Task instructions
Word for word, restate all of the data shown below.

##### Record excerpts #####

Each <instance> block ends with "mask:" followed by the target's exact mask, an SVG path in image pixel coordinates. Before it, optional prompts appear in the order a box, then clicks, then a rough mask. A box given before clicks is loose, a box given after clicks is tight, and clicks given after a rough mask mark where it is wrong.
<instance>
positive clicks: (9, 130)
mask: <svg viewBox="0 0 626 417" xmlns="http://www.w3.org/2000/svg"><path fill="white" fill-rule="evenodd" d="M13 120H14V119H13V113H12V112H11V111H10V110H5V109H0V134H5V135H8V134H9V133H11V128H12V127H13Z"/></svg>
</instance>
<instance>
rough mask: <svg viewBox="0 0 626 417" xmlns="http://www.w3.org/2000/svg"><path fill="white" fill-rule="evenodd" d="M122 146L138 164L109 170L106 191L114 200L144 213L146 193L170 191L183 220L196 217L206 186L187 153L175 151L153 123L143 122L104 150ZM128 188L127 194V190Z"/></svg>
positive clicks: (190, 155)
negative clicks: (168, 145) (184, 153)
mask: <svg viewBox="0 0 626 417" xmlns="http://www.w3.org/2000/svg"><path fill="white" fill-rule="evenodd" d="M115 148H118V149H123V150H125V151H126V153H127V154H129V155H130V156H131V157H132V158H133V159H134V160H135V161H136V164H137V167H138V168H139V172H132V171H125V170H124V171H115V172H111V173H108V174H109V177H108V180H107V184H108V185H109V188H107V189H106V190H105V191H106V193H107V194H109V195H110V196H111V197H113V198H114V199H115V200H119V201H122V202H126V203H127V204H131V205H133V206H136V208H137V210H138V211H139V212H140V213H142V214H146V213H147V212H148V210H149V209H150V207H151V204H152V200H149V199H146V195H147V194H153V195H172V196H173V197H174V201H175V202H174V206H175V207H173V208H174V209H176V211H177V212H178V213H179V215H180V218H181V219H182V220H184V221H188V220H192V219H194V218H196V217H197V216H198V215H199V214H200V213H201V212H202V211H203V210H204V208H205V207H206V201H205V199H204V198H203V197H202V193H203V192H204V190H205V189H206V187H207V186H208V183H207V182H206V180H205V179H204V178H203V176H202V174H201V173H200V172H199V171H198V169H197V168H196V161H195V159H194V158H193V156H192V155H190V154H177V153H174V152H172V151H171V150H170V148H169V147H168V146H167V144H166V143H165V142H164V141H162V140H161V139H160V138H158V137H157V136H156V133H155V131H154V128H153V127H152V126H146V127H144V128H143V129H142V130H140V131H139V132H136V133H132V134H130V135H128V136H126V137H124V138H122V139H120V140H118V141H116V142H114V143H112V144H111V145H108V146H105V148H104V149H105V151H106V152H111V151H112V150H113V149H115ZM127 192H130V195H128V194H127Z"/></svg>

#####

Solved exercise
Each <instance> block ends with "mask:" followed by the target's exact mask, an SVG path in image pixel coordinates. Before it, optional prompts appear in the order a box, then clicks, then a rough mask. A box given before clicks is loose, a box given after clicks is tight, and clicks given after a rough mask mark where it is wrong.
<instance>
positive clicks: (9, 130)
mask: <svg viewBox="0 0 626 417" xmlns="http://www.w3.org/2000/svg"><path fill="white" fill-rule="evenodd" d="M13 120H14V119H13V113H12V112H11V111H10V110H5V109H0V134H5V135H8V134H9V133H11V128H12V127H13Z"/></svg>
</instance>
<instance>
rough mask: <svg viewBox="0 0 626 417" xmlns="http://www.w3.org/2000/svg"><path fill="white" fill-rule="evenodd" d="M122 146L138 164L109 170L106 191L114 200L144 213L146 193L170 191L183 220L196 217L206 186L187 153L175 151L153 123L143 122L104 150ZM128 188L127 194V190Z"/></svg>
positive clicks: (190, 155)
negative clicks: (168, 145) (184, 153)
mask: <svg viewBox="0 0 626 417" xmlns="http://www.w3.org/2000/svg"><path fill="white" fill-rule="evenodd" d="M115 148H118V149H123V150H125V151H126V153H127V154H129V155H130V156H131V157H132V158H133V159H134V160H135V161H136V164H137V167H138V168H139V172H132V171H125V170H124V171H115V172H111V173H108V174H109V177H108V180H107V184H108V185H109V188H107V189H106V190H105V191H106V193H107V194H109V195H110V196H111V197H113V198H114V199H115V200H119V201H122V202H126V203H127V204H131V205H133V206H136V208H137V210H138V211H139V212H140V213H142V214H146V213H147V212H148V210H149V209H150V207H151V204H152V200H149V199H146V195H147V194H153V195H172V196H173V197H174V201H175V202H174V206H175V207H173V208H174V209H176V211H177V212H178V213H179V215H180V218H181V219H182V220H184V221H188V220H192V219H194V218H196V217H197V216H198V215H199V214H200V213H201V212H202V211H203V210H204V208H205V207H206V201H205V199H204V198H203V197H202V193H203V192H204V190H205V189H206V187H207V186H208V183H207V182H206V180H205V179H204V178H203V176H202V174H201V173H200V172H199V171H198V169H197V168H196V161H195V159H194V158H193V156H192V155H190V154H177V153H174V152H172V151H171V150H170V148H169V147H168V146H167V144H166V143H165V142H164V141H162V140H161V139H160V138H158V137H157V136H156V133H155V131H154V128H153V127H152V126H146V127H144V128H143V129H142V130H140V131H139V132H136V133H132V134H130V135H128V136H126V137H124V138H122V139H120V140H118V141H116V142H114V143H112V144H111V145H108V146H105V148H104V149H105V151H106V152H111V151H112V150H113V149H115ZM127 192H130V195H128V194H127Z"/></svg>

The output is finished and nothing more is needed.